## INSTRUCTION:
In the items below, rename "Target" to "Goal" and leave every other word unchanged.

..............................

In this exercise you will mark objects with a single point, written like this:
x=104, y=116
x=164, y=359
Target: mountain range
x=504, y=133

..............................

## TASK OUTPUT:
In this exercise you will mark objects with a single point, written like this:
x=104, y=116
x=164, y=359
Goal: mountain range
x=504, y=133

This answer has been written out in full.